| Brief |
Output, word for word, every line from the line with "Indicate the broken" through the final line of the data below.

========

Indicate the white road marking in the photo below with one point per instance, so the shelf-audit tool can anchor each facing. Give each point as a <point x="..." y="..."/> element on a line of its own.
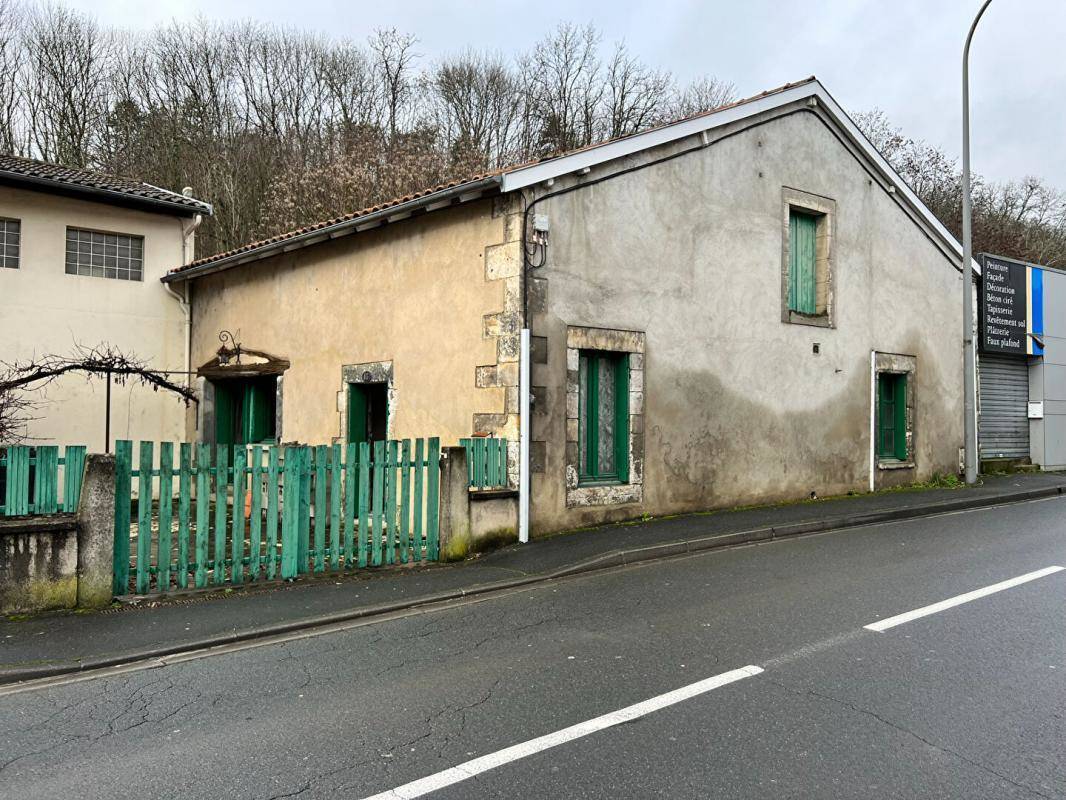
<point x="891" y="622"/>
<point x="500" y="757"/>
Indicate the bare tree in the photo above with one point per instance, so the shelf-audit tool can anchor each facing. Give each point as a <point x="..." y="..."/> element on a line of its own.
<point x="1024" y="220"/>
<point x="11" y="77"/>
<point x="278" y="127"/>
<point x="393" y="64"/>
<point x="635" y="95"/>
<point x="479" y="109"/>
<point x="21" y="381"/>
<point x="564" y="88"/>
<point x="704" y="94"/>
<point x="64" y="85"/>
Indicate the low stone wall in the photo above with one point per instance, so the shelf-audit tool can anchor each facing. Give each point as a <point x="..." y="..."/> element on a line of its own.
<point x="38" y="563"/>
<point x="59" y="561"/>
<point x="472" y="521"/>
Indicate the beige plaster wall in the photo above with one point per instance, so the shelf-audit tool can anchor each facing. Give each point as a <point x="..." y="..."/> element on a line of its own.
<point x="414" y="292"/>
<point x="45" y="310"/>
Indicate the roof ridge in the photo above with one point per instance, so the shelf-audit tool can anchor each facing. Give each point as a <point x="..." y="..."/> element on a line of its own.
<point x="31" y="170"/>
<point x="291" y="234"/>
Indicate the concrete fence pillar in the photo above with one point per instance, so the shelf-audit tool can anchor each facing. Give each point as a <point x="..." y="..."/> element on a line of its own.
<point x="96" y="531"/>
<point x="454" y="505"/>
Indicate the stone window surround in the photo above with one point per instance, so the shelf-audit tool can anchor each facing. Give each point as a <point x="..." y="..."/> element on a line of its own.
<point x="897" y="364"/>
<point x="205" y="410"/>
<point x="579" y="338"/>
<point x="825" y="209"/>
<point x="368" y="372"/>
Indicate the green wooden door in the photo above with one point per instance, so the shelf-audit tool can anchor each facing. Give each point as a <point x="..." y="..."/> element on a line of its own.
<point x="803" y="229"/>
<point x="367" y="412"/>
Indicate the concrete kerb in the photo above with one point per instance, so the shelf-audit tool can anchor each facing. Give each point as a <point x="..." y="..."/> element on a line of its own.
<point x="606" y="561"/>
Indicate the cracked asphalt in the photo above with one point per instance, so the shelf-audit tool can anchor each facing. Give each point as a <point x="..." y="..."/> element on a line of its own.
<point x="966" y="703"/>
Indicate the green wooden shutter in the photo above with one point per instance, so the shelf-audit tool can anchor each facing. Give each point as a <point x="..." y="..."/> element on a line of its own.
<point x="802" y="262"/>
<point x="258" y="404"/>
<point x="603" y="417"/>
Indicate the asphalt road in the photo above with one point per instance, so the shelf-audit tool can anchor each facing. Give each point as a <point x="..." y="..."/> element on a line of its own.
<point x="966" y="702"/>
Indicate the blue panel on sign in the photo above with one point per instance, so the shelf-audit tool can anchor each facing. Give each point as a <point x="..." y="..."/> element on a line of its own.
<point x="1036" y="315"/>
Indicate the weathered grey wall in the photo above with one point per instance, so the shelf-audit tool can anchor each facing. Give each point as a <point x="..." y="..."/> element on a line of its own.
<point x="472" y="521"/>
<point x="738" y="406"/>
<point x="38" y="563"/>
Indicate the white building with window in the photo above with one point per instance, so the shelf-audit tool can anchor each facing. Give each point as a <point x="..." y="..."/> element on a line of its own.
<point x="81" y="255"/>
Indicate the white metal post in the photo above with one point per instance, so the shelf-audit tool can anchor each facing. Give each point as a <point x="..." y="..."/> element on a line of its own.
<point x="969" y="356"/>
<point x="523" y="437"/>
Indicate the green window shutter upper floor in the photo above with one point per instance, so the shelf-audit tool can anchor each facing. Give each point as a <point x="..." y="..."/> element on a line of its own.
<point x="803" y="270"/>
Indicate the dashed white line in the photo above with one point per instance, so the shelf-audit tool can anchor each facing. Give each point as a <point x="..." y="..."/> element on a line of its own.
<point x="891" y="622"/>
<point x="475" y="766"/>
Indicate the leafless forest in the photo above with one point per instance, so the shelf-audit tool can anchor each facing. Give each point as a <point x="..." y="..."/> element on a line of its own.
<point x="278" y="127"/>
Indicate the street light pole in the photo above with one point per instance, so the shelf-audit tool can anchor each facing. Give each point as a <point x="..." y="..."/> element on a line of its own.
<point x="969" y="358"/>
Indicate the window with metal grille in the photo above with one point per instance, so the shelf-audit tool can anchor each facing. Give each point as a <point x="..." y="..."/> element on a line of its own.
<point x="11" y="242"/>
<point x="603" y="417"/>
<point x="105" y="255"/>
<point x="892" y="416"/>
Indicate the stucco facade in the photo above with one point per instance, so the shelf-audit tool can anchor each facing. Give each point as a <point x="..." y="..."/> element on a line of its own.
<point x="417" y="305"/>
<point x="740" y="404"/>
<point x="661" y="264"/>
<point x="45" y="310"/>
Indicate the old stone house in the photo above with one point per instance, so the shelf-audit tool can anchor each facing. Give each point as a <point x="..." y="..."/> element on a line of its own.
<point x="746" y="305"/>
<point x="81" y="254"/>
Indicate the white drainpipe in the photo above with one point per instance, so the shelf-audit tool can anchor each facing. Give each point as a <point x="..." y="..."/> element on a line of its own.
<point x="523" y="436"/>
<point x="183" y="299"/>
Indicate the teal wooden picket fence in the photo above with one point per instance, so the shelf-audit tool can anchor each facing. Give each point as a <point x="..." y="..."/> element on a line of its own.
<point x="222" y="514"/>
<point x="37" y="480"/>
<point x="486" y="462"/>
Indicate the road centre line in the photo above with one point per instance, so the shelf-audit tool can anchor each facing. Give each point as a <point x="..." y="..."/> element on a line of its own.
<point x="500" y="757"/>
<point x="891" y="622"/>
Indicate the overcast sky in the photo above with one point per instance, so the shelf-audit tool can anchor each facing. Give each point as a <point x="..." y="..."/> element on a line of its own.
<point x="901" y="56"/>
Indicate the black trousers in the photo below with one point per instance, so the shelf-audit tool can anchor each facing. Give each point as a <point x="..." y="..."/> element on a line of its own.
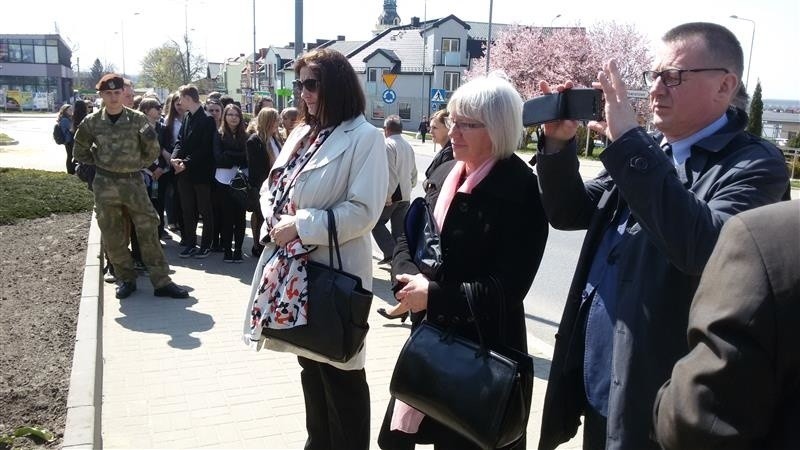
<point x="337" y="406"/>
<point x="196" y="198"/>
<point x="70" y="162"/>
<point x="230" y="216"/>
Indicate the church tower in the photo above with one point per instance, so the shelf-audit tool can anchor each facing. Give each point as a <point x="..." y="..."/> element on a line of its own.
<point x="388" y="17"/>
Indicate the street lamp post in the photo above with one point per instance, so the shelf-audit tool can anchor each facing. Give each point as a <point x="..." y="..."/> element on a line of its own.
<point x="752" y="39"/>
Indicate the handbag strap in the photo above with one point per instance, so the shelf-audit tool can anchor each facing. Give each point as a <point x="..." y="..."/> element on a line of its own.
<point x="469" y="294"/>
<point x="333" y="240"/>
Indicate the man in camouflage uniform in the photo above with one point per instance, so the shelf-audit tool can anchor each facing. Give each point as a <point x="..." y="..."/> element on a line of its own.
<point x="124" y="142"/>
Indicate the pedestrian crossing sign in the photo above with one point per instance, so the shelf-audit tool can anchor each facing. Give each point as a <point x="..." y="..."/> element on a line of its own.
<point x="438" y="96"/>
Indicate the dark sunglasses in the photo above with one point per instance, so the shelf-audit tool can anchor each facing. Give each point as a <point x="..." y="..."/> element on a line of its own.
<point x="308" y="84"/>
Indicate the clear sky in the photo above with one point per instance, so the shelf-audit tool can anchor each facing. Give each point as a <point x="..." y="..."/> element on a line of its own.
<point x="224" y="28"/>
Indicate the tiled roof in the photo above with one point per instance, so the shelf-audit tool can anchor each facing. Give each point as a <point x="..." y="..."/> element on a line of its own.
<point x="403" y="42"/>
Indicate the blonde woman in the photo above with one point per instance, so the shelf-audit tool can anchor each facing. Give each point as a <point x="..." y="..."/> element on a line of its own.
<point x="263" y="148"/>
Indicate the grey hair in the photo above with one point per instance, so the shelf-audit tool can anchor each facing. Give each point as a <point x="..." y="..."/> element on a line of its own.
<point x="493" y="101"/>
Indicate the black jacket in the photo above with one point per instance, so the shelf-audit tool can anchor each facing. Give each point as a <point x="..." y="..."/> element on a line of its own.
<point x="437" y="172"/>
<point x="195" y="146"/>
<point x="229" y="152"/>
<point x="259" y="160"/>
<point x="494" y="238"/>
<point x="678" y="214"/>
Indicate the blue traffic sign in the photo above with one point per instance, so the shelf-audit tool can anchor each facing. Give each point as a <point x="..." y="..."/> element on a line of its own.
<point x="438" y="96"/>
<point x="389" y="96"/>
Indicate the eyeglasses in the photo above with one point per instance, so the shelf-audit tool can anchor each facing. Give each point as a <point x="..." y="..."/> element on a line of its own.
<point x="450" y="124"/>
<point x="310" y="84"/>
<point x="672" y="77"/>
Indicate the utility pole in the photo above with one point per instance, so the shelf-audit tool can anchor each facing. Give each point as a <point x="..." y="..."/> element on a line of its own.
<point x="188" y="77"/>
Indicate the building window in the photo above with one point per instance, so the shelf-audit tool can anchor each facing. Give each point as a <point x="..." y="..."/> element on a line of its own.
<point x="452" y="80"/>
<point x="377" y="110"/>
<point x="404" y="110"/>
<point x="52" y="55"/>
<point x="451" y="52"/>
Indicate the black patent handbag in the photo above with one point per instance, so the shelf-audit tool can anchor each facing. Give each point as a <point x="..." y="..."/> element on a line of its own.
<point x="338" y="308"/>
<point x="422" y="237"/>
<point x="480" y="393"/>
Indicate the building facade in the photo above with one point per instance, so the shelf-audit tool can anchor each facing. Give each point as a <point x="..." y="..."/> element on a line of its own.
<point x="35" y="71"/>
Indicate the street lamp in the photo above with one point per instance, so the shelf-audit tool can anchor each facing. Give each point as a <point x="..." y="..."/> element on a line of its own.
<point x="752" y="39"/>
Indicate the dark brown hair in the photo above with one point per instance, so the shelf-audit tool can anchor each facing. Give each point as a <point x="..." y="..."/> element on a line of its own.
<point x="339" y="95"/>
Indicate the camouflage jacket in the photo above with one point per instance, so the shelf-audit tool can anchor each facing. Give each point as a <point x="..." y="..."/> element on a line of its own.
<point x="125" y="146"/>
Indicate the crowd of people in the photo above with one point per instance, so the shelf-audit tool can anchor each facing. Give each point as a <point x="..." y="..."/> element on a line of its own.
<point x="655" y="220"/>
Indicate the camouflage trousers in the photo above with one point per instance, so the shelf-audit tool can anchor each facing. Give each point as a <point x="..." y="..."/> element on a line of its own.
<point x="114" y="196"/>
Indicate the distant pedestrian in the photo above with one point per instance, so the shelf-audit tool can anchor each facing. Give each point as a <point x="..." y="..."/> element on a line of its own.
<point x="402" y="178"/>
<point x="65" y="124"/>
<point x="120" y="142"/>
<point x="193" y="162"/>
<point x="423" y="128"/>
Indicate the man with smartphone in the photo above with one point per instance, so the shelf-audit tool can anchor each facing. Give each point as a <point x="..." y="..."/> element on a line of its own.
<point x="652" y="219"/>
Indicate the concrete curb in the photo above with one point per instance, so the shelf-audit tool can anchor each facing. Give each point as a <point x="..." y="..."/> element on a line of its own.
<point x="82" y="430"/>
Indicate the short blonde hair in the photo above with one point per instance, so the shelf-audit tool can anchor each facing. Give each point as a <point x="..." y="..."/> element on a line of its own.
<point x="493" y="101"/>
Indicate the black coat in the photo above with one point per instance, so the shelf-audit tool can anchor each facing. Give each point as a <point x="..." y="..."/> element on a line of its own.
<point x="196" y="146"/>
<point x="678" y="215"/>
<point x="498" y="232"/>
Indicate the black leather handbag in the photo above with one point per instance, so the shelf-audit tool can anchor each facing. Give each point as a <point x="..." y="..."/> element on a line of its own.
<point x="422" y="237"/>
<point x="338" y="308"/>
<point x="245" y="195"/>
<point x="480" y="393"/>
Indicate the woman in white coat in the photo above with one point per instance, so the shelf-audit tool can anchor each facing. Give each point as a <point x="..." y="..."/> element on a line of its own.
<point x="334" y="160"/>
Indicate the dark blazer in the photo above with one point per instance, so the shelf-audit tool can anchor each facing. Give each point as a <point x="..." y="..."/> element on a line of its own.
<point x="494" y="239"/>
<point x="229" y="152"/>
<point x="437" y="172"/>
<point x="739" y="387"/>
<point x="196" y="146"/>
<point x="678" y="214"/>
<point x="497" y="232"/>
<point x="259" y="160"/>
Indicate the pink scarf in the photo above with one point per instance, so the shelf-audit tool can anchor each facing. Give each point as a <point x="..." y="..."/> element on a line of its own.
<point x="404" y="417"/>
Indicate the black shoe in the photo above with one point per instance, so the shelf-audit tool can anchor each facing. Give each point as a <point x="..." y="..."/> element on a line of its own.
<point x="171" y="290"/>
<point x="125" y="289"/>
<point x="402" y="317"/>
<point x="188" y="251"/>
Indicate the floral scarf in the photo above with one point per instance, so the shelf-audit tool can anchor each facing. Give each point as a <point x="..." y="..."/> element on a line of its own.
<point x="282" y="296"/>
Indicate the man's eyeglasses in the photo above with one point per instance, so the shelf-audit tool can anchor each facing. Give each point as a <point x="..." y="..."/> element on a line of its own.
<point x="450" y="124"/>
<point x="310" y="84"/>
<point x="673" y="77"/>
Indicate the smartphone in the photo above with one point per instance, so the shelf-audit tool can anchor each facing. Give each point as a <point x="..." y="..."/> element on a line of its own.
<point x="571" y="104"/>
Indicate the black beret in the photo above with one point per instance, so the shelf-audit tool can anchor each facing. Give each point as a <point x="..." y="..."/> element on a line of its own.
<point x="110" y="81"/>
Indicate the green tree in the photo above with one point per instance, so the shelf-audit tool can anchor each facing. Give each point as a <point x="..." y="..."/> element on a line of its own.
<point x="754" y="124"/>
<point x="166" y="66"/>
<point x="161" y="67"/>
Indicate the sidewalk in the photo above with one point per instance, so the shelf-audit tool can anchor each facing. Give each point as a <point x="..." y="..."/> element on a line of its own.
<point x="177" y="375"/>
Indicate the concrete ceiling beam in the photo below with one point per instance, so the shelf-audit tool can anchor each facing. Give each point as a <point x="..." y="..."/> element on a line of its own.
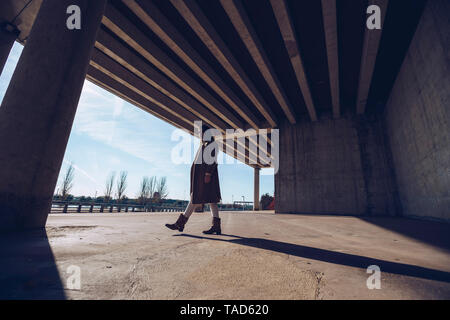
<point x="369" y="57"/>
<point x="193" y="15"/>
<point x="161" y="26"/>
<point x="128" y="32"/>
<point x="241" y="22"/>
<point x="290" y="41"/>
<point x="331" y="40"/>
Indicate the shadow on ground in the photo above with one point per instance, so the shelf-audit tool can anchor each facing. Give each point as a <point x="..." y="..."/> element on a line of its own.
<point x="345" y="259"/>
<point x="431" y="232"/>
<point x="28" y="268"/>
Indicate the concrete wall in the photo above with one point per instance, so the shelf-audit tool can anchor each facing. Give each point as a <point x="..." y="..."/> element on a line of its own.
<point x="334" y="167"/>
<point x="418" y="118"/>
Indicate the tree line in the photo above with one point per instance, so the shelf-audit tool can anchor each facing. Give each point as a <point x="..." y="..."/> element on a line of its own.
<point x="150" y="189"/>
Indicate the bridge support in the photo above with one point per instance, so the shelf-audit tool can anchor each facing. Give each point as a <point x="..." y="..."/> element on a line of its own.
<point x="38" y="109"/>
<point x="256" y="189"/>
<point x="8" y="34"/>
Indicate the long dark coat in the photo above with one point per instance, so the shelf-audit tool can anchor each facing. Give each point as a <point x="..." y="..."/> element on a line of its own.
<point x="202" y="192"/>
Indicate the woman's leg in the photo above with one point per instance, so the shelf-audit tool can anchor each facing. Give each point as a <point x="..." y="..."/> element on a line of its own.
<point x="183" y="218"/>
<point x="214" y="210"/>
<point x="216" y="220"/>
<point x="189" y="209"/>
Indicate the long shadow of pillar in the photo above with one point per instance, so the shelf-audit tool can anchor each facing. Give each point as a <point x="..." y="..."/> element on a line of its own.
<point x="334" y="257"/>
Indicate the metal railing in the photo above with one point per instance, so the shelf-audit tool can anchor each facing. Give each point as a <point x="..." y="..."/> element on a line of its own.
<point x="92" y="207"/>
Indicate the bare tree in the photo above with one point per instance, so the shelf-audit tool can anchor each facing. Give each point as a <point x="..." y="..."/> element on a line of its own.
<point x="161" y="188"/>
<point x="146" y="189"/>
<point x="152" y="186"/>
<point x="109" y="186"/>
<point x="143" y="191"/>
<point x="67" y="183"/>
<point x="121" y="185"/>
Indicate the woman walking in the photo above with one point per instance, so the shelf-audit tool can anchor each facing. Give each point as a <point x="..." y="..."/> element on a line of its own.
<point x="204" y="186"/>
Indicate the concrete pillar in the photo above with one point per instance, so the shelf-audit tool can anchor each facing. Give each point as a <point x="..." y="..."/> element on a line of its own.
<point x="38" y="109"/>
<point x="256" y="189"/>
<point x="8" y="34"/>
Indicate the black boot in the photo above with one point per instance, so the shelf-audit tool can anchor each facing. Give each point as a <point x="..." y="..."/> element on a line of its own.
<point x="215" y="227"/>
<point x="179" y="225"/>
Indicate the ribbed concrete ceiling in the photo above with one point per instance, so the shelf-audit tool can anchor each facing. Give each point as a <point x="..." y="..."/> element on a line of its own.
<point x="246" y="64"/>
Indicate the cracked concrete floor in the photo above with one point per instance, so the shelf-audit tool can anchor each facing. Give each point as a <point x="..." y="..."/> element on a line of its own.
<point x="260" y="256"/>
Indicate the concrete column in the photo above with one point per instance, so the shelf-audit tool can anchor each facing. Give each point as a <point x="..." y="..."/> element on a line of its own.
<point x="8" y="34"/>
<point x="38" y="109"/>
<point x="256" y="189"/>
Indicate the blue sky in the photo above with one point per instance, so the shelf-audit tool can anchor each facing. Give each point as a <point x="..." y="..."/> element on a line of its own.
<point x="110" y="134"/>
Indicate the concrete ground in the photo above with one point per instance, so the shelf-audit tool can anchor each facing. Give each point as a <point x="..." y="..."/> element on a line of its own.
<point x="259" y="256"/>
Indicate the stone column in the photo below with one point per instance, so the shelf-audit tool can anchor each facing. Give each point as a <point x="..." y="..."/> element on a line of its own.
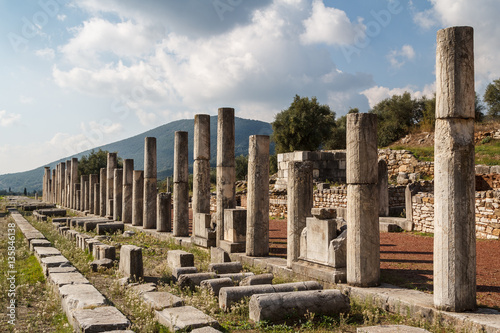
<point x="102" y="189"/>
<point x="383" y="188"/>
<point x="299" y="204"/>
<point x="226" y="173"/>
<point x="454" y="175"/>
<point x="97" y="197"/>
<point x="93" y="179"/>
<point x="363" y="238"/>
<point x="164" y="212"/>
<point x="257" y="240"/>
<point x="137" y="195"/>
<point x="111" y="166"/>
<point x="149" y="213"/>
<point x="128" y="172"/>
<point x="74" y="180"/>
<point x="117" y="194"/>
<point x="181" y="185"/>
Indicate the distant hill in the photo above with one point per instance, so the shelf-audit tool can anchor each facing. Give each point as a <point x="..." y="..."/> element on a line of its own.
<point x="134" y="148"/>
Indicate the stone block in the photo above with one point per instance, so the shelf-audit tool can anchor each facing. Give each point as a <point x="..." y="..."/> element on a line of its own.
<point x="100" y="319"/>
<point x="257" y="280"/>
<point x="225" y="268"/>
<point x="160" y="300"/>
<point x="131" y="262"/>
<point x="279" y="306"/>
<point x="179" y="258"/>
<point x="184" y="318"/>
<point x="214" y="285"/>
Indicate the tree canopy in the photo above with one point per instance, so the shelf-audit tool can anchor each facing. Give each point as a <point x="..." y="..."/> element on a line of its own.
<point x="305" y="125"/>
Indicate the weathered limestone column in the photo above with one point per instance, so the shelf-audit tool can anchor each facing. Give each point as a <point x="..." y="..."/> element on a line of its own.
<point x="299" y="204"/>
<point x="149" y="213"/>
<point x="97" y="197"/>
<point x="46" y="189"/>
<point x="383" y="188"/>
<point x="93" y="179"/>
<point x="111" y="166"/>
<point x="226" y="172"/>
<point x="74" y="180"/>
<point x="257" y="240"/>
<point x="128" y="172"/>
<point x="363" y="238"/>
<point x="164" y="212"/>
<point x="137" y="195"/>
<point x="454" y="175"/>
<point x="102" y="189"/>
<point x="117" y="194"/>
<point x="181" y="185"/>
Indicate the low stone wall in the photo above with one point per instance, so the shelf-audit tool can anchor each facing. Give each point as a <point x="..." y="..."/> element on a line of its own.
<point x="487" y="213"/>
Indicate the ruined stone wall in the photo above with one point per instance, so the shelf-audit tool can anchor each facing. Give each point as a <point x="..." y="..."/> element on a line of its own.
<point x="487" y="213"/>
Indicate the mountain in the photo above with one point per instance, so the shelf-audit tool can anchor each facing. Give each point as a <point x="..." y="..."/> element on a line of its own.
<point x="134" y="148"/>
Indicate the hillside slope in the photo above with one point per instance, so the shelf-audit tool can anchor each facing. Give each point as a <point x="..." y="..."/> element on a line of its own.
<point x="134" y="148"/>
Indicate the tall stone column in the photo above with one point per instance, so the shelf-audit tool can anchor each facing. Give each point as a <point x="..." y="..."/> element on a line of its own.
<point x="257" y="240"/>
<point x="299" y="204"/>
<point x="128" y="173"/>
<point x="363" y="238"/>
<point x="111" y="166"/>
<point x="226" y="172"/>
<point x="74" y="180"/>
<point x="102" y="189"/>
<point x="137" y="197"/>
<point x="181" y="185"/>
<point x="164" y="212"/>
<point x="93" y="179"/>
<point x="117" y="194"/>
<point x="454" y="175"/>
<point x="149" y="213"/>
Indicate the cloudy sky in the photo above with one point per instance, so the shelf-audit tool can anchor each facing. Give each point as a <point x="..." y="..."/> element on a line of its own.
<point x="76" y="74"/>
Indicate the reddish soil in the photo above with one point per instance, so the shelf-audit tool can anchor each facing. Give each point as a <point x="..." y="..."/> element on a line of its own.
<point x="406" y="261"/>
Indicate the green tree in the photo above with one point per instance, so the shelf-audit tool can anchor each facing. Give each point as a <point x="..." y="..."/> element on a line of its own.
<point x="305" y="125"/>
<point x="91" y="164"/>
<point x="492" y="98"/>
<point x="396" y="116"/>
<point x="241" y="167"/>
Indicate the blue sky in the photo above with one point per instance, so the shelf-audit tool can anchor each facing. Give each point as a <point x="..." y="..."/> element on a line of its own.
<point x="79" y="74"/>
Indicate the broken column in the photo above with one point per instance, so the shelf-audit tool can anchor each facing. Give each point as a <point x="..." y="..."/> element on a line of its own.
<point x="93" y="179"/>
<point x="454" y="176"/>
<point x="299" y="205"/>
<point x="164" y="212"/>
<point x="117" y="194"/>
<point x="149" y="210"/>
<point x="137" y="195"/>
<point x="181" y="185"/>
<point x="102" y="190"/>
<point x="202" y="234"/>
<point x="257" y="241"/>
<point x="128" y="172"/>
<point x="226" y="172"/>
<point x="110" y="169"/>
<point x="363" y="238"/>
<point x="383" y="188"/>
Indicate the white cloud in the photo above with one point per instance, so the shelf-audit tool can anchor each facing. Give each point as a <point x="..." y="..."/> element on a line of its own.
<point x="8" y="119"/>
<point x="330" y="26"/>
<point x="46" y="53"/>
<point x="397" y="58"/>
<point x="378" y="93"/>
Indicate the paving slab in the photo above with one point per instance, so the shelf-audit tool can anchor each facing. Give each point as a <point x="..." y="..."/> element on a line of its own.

========

| Full solution |
Indicate the broken column in the photo above with one point per instance, so the shelf-audit tool can anchor each facing. Give each point as a <point x="..." y="..."/> element on a line of its own.
<point x="93" y="179"/>
<point x="454" y="176"/>
<point x="299" y="205"/>
<point x="164" y="212"/>
<point x="117" y="194"/>
<point x="149" y="210"/>
<point x="137" y="195"/>
<point x="181" y="185"/>
<point x="102" y="190"/>
<point x="202" y="234"/>
<point x="257" y="241"/>
<point x="128" y="172"/>
<point x="226" y="172"/>
<point x="110" y="169"/>
<point x="363" y="238"/>
<point x="383" y="188"/>
Indicate the white cloud in the photo above with one point per instance, so the shelf-audit tool can anchor each facing. Give each point as a <point x="..." y="..."/> element on a line of its own.
<point x="8" y="119"/>
<point x="330" y="26"/>
<point x="46" y="53"/>
<point x="397" y="58"/>
<point x="378" y="93"/>
Indicate the paving slab in the photo above with one point per instance, so the shelf-audit tool can anchor each facing. Give each point as a <point x="..." y="..."/> element on a line of its own.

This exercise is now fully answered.